== Kutipan Halaman ==
Selasa, 24 September 2013

Momentum Kesepakatan Jenewa
Oleh: Fatkurrohman, S.IP,M.Si[1]


Ketua tim investigasi senjata kimia PBB (Perserikatan Bangsa-Bangsa), Ake Sellstrom, telah menyerahkan laporan hasil investigasinya kepada Sekretaris Jenderal (Sekjen) PBB Ban Ki-Moon. Dalam laporan tersebut disebutkan bahwa telah terjadi penggunaan gas sarin di Ghouta, Damaskus, pada tanggal 21 Agustus lalu. Penggunaan gas sarin ini telah mengakibatkan 1.400 warga sipil tewas yang di dalamnya termasuk 400 anak-anak. Penyelidikan ini hanya menginvestigasi terkait fakta penggunaan senjata kimia dan bukan untuk mengetahui siapa pelakunya.
Fakta penggunaan gas sarin ini didukung dengan tingkat presisi 85 % yang diambilkan dari sample darah korban di lapangan. Tidak hanya itu, tim investigasi juga menguji rambut, urin dan roket yang digunakan terkait penggunaan gas sarin. Berdasarkan laporan tim investigasi ini, pihak AS, Inggris dan Perancis (Barat) mengklaim bahwa rejim Assad telah menggunakan gas yang sangat berbahaya tersebut. Tetapi, Rusia menyatakan bahwa fakta penggunaan gas sarin di Ghouta merupakan tindakan provokatif yang dilakukan oleh para pemberontak Suriah untuk melegitimasi intervensi militer di Suriah.
Rusia yang merupakan sekutu dekat Suriah juga tidak setuju dengan keinginan AS, Inggris dan Perancis yang ingin menggunakan ancaman militer ke Suriah melalui resolusi DK (Dewan Keamanan) PBB terkait bukti penggunaan gas sarin di Ghouta. Rusia bersama dengan China yang telah memveto sebanyak tiga kali keinginan Barat untuk melakukan intervensi militer ke Suriah, juga mengharapkan kerja DK PBB ke depan bisa lebih baik.

== Tugas Singkat 1 ==
Tulis kembali bagian kutipan halaman antara "Rusia yang merupakan" dan "bisa lebih baik.", termasuk kedua batas itu. Ganti "Rusia" dengan "Federasi Rusia".
== Tugas Singkat 2 ==
Menurut kutipan halaman, berapa warga sipil yang tewas akibat penggunaan gas sarin di Ghouta?
== Tugas Singkat 3 ==
Tentukan apakah setiap pernyataan berikut sesuai dengan kutipan halaman. (a) Laporan hasil investigasi diserahkan kepada Sekjen PBB Ban Ki-Moon. (b) Penyelidikan itu bertujuan mengetahui siapa pelaku penggunaan senjata kimia. (c) Rusia dan China telah memveto keinginan Barat sebanyak dua kali.

== Daftar Entri ==
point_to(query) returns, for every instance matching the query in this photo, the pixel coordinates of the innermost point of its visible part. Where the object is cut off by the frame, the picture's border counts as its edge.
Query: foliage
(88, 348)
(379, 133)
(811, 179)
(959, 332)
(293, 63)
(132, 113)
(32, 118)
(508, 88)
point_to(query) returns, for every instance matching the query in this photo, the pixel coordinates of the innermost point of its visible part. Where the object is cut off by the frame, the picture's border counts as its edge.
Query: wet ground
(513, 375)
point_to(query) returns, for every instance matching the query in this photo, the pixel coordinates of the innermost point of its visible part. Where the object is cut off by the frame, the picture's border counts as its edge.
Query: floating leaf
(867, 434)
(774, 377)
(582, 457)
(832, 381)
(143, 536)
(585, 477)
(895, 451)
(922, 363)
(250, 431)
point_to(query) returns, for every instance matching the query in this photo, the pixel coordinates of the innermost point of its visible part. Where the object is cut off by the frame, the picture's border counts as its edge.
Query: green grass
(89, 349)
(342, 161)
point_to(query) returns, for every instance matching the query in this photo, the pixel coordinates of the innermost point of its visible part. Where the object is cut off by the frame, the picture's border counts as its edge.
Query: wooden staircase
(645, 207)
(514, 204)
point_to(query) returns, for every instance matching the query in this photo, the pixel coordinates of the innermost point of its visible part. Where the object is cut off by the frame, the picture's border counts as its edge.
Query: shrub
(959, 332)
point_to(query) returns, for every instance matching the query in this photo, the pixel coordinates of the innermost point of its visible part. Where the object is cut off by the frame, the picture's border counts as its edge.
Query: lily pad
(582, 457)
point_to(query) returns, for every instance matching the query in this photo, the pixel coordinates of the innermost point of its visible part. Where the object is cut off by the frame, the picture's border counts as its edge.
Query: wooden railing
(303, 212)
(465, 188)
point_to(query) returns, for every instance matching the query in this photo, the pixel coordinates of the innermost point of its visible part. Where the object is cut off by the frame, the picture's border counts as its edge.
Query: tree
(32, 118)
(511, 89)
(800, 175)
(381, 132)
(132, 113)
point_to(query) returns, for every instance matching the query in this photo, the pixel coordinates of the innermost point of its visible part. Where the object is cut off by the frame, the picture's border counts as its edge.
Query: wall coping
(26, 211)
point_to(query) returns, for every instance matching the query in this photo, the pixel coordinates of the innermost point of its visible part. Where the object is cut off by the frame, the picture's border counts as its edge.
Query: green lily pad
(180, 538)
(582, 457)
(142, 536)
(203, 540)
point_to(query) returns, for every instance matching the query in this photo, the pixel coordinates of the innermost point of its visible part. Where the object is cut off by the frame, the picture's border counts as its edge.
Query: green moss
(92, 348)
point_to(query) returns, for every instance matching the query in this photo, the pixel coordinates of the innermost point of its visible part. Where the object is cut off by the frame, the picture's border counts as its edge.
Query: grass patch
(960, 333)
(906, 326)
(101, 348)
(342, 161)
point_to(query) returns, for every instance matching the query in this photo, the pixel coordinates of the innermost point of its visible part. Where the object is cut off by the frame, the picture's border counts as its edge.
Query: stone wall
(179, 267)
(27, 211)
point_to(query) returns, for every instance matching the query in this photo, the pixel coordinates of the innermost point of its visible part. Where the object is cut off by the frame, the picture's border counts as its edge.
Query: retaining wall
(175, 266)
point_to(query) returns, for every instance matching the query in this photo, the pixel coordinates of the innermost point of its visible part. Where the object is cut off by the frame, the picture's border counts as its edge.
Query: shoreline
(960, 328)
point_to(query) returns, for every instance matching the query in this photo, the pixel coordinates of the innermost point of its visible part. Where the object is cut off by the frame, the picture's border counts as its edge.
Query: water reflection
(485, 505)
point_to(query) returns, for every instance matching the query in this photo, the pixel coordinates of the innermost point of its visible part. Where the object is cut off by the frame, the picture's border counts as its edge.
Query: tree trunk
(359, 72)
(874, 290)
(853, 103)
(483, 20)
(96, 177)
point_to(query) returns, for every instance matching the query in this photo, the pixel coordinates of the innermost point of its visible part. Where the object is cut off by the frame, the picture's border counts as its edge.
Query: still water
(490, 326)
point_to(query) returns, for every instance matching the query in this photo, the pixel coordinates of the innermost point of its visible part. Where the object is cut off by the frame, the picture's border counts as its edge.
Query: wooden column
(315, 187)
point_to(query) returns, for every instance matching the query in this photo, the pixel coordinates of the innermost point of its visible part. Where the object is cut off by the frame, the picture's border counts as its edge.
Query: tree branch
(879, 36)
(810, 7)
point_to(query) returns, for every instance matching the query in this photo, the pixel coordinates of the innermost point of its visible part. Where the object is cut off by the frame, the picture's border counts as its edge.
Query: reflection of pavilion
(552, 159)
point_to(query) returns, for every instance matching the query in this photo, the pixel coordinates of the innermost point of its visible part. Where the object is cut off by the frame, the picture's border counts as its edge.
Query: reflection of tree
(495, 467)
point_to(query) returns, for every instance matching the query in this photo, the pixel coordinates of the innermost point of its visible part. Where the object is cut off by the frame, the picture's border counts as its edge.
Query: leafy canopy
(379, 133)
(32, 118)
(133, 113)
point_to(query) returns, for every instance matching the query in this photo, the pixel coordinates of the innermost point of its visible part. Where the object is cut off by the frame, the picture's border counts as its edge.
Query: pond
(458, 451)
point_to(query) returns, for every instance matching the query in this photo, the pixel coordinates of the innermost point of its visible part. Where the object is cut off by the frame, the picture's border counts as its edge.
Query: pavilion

== Jawaban Akhir 1 ==
Federasi Rusia yang merupakan sekutu dekat Suriah juga tidak setuju dengan keinginan AS, Inggris dan Perancis yang ingin menggunakan ancaman militer ke Suriah melalui resolusi DK (Dewan Keamanan) PBB terkait bukti penggunaan gas sarin di Ghouta. Federasi Rusia bersama dengan China yang telah memveto sebanyak tiga kali keinginan Barat untuk melakukan intervensi militer ke Suriah, juga mengharapkan kerja DK PBB ke depan bisa lebih baik.

== Jawaban Akhir 2 ==
Sebanyak 1.400 warga sipil tewas, termasuk 400 anak-anak.

== Jawaban Akhir 3 ==
(a) Ya: "telah menyerahkan laporan hasil investigasinya kepada Sekretaris Jenderal (Sekjen) PBB Ban Ki-Moon".
(b) Tidak: "Penyelidikan ini hanya menginvestigasi terkait fakta penggunaan senjata kimia dan bukan untuk mengetahui siapa pelakunya".
(c) Tidak: "telah memveto sebanyak tiga kali".